Natural Language Processingsentence-similarity

Semantic Textual Similarity

Semantic similarity measures how close two pieces of text are in meaning — the foundation of duplicate detection, paraphrase mining, and retrieval. STS Benchmark scores climbed from 70 (GloVe averages) to 86+ with Sentence-BERT, and now exceed 92 with models like GTE-Qwen2 and E5-Mistral that leverage billion-parameter backbones. The real shift was from symmetric similarity (are these two sentences paraphrases?) to asymmetric retrieval (does this passage answer this query?), driven by the RAG revolution that made embedding quality a production-critical metric. Cross-lingual semantic similarity remains a hard frontier — models trained primarily on English still lose 5-10 points when comparing sentences across language families, despite multilingual pretraining.

* * * * *

What to do:
a. According to the passage on semantic textual similarity, how many points do models trained primarily on English still lose when comparing sentences across language families?
b. Reproduce the stretch of the passage on semantic textual similarity from "Semantic similarity measures" through "despite multilingual pretraining.".
c. For each statement, answer yes or no according to the passage on semantic textual similarity, and quote the words that decide it: (i) GloVe averages scored 70 on the STS Benchmark. (ii) The move from symmetric similarity to asymmetric retrieval was driven by the RAG revolution. (iii) Multilingual pretraining has removed the loss in cross-lingual comparisons.

Supplied material:

* * * * *

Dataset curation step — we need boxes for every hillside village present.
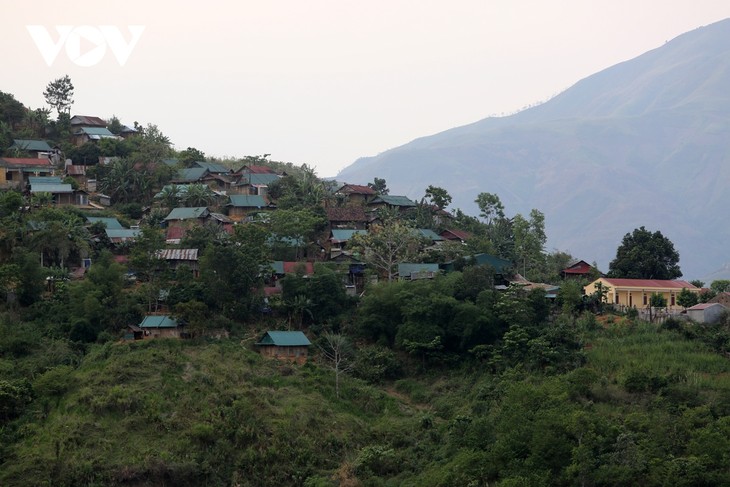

* * * * *

Answers given:
a. They still lose 5-10 points.

b.
Semantic similarity measures how close two pieces of text are in meaning — the foundation of duplicate detection, paraphrase mining, and retrieval. STS Benchmark scores climbed from 70 (GloVe averages) to 86+ with Sentence-BERT, and now exceed 92 with models like GTE-Qwen2 and E5-Mistral that leverage billion-parameter backbones. The real shift was from symmetric similarity (are these two sentences paraphrases?) to asymmetric retrieval (does this passage answer this query?), driven by the RAG revolution that made embedding quality a production-critical metric. Cross-lingual semantic similarity remains a hard frontier — models trained primarily on English still lose 5-10 points when comparing sentences across language families, despite multilingual pretraining.

c.
(i) Yes: "STS Benchmark scores climbed from 70 (GloVe averages)".
(ii) Yes: "driven by the RAG revolution that made embedding quality a production-critical metric".
(iii) No: "models trained primarily on English still lose 5-10 points when comparing sentences across language families, despite multilingual pretraining".